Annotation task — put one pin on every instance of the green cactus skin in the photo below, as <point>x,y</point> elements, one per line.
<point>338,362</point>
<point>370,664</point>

* * *

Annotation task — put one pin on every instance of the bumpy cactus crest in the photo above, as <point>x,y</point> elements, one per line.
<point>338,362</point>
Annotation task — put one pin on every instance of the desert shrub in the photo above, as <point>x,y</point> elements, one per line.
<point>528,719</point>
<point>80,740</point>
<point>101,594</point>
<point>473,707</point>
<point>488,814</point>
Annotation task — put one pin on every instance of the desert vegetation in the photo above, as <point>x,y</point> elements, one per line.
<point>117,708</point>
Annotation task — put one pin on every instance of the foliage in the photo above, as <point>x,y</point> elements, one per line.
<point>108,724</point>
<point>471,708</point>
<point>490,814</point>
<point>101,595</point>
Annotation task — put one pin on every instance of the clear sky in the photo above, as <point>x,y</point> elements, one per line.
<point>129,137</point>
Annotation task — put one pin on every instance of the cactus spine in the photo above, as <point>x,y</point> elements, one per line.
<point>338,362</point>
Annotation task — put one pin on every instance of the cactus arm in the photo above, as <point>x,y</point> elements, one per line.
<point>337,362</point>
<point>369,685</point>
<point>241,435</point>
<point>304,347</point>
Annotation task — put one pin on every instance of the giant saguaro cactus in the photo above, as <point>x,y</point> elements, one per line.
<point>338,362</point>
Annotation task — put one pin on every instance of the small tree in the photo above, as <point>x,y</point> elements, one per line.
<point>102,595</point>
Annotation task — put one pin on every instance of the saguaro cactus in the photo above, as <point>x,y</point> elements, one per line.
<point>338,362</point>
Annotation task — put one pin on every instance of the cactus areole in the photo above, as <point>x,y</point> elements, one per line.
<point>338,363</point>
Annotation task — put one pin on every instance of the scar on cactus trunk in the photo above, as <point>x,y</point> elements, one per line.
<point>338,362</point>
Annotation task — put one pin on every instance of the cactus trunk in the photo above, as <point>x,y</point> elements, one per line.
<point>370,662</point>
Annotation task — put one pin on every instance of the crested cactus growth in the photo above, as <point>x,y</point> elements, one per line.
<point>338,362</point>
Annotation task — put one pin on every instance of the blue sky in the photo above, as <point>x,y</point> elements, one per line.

GIVEN INSTRUCTION:
Please rewrite the records beginning at the line that has "the cactus trunk" and stopping after the line that has "of the blue", changing "pin" to "marker" and leaving everything else untouched.

EXERCISE SOLUTION:
Annotation task — put one marker on every instance of the cactus trunk in the photo above, as <point>x,y</point> elements, one per line.
<point>370,662</point>
Annotation task — put one marker on every instance of the crested cactus growth in the photo above, as <point>x,y</point> elements, one per line.
<point>338,362</point>
Annotation task — put one marker on every instance of the blue sky in the photo above, as <point>x,y</point> elements, one per line.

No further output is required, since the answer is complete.